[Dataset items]
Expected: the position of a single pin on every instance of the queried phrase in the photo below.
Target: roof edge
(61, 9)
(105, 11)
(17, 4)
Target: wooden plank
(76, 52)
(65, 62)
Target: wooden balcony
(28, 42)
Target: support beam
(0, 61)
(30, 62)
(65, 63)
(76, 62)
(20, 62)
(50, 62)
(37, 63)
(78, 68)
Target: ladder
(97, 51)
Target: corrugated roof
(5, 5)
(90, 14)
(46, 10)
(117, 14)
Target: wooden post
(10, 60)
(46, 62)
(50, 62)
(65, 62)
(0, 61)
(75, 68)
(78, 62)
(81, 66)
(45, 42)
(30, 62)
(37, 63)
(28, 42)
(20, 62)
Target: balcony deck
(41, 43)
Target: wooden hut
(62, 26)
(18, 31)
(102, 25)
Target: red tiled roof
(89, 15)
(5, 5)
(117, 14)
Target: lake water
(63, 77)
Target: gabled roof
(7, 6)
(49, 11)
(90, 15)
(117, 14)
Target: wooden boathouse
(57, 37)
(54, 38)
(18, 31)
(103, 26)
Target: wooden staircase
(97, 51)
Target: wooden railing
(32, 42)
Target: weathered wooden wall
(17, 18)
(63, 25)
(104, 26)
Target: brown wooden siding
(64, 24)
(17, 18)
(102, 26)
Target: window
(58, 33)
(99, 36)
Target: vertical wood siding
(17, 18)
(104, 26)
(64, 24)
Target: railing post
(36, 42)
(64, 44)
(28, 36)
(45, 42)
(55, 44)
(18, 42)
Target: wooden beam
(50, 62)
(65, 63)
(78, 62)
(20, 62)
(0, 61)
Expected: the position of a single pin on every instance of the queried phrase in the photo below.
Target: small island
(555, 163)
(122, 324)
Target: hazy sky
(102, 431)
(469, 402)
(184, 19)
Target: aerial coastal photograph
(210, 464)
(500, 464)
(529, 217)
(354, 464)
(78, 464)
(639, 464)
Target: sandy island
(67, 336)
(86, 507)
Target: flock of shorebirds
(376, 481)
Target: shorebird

What you should do: Take the lines above from the one holding "Target: corrugated roof" to the last and output them exactly.

Exercise solution:
Target: corrugated roof
(5, 5)
(90, 14)
(46, 10)
(117, 14)
Target: wooden post
(10, 60)
(46, 62)
(50, 62)
(65, 62)
(0, 61)
(75, 68)
(78, 62)
(81, 66)
(45, 42)
(30, 62)
(37, 63)
(28, 42)
(20, 62)
Target: balcony deck
(41, 43)
Target: wooden hut
(62, 26)
(18, 31)
(102, 25)
Target: red tiled roof
(89, 15)
(5, 5)
(117, 14)
Target: lake water
(63, 77)
Target: gabled roof
(7, 6)
(49, 11)
(90, 15)
(117, 14)
Target: wooden boathouse
(57, 37)
(54, 38)
(18, 31)
(103, 26)
Target: wooden staircase
(97, 51)
Target: wooden railing
(32, 42)
Target: weathered wooden wall
(17, 18)
(63, 25)
(104, 26)
Target: brown wooden siding
(64, 24)
(17, 18)
(102, 26)
Target: window
(58, 33)
(99, 36)
Target: vertical wood siding
(17, 18)
(104, 26)
(64, 24)
Target: railing post
(36, 42)
(64, 44)
(28, 36)
(45, 42)
(55, 44)
(18, 42)
Target: wooden beam
(50, 62)
(65, 63)
(78, 62)
(20, 62)
(0, 61)
Expected: the position of a single pin on every instance of the queried phrase in the photo below.
Target: small island
(555, 163)
(122, 324)
Target: hazy sky
(102, 431)
(469, 402)
(184, 19)
Target: aerial coastal photograph
(210, 464)
(500, 464)
(529, 217)
(354, 464)
(78, 464)
(639, 464)
Target: sandy island
(67, 336)
(86, 507)
Target: flock of shorebirds
(376, 481)
Target: shorebird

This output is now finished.